**Problem to work on**
Write out the entire listing below, reproducing every line and character without change.

Source listing
++++++++++

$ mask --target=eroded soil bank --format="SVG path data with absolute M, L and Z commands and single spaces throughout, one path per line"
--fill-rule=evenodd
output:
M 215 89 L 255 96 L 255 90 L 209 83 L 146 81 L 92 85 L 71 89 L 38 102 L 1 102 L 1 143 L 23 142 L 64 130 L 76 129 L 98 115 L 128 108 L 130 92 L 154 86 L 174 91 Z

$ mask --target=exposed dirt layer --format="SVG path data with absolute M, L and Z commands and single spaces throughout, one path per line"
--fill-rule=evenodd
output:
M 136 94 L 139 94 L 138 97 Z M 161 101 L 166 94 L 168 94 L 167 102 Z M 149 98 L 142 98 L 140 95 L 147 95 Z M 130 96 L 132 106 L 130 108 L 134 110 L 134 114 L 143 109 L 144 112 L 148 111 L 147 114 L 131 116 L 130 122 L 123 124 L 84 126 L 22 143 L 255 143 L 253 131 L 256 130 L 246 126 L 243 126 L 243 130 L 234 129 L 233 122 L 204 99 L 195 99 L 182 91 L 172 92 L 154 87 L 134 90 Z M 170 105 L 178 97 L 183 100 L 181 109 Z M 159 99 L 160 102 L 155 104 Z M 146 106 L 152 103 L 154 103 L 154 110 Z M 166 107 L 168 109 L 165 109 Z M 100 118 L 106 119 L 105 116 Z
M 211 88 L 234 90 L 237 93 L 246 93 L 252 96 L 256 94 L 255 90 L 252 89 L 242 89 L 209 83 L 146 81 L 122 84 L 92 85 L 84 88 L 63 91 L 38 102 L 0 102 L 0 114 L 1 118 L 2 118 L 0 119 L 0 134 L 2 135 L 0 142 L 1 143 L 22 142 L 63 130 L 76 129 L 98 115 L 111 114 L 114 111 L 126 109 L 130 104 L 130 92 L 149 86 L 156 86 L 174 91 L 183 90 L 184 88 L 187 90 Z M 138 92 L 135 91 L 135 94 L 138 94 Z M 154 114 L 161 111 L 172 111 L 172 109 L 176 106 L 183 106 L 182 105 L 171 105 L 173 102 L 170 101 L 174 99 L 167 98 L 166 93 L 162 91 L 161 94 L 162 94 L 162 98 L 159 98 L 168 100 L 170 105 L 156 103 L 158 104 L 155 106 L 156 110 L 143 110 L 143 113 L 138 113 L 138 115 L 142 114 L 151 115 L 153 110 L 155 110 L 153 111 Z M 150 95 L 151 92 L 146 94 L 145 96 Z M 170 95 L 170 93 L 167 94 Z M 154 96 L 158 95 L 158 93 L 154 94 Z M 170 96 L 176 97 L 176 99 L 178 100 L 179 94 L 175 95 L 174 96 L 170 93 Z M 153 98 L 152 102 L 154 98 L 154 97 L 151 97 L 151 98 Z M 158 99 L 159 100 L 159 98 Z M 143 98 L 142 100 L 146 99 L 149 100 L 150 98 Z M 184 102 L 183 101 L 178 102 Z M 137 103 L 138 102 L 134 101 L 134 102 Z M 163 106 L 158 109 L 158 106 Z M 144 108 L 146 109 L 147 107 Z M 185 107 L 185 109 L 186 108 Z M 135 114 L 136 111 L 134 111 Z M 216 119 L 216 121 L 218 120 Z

++++++++++

**Answer to this problem**
$ mask --target=eroded soil bank --format="SVG path data with absolute M, L and Z commands and single spaces throughout, one path per line"
--fill-rule=evenodd
output:
M 215 89 L 255 96 L 255 90 L 209 83 L 146 81 L 92 85 L 71 89 L 38 102 L 1 102 L 1 143 L 23 142 L 64 130 L 76 129 L 98 115 L 128 108 L 130 92 L 154 86 L 174 91 Z

$ mask --target=exposed dirt layer --format="SVG path data with absolute M, L and Z commands and single spaces throughout, one path per line"
--fill-rule=evenodd
output:
M 136 94 L 139 94 L 138 97 Z M 161 101 L 166 94 L 168 94 L 167 102 Z M 149 98 L 142 98 L 140 95 L 147 95 Z M 130 96 L 132 106 L 130 108 L 134 110 L 134 114 L 143 109 L 144 112 L 148 111 L 147 114 L 131 116 L 130 122 L 123 124 L 84 126 L 22 143 L 255 143 L 253 131 L 256 130 L 246 126 L 243 126 L 243 130 L 234 129 L 233 122 L 204 99 L 195 99 L 182 91 L 172 92 L 154 87 L 134 90 Z M 170 105 L 178 97 L 183 100 L 181 109 Z M 159 99 L 160 102 L 155 104 Z M 146 106 L 152 103 L 154 103 L 154 110 Z M 166 107 L 168 109 L 165 109 Z M 100 118 L 106 119 L 105 116 Z
M 211 88 L 234 90 L 237 93 L 246 93 L 252 96 L 256 94 L 255 90 L 252 89 L 242 89 L 209 83 L 146 81 L 122 84 L 92 85 L 84 88 L 63 91 L 38 102 L 0 102 L 0 114 L 1 118 L 2 118 L 0 119 L 0 134 L 2 135 L 0 142 L 1 143 L 22 142 L 63 130 L 76 129 L 98 115 L 111 114 L 114 111 L 126 109 L 130 104 L 130 92 L 149 86 L 156 86 L 174 91 L 183 90 L 184 88 L 187 90 Z M 138 92 L 135 91 L 135 94 L 138 94 Z M 154 114 L 161 111 L 172 111 L 172 109 L 176 106 L 183 106 L 182 105 L 171 105 L 173 102 L 170 101 L 174 99 L 167 98 L 166 93 L 162 91 L 161 94 L 162 94 L 162 98 L 159 98 L 168 100 L 170 105 L 156 103 L 158 104 L 155 106 L 156 110 L 143 110 L 143 113 L 138 113 L 138 115 L 142 114 L 151 115 L 153 110 L 155 110 L 153 111 Z M 150 95 L 151 92 L 146 94 L 145 96 Z M 170 95 L 170 93 L 167 94 Z M 154 96 L 158 95 L 158 93 L 154 94 Z M 170 96 L 176 97 L 176 99 L 178 100 L 179 94 L 175 95 L 174 96 L 170 93 Z M 153 98 L 152 102 L 154 98 L 154 97 L 151 97 L 151 98 Z M 158 99 L 159 100 L 159 98 Z M 143 98 L 142 100 L 146 99 L 149 100 L 150 98 Z M 184 102 L 183 101 L 178 102 Z M 137 103 L 138 102 L 134 101 L 134 102 Z M 163 106 L 158 109 L 158 106 Z M 144 108 L 146 109 L 147 107 Z M 185 107 L 185 109 L 186 108 Z M 135 114 L 136 111 L 134 111 Z M 216 119 L 216 121 L 218 120 Z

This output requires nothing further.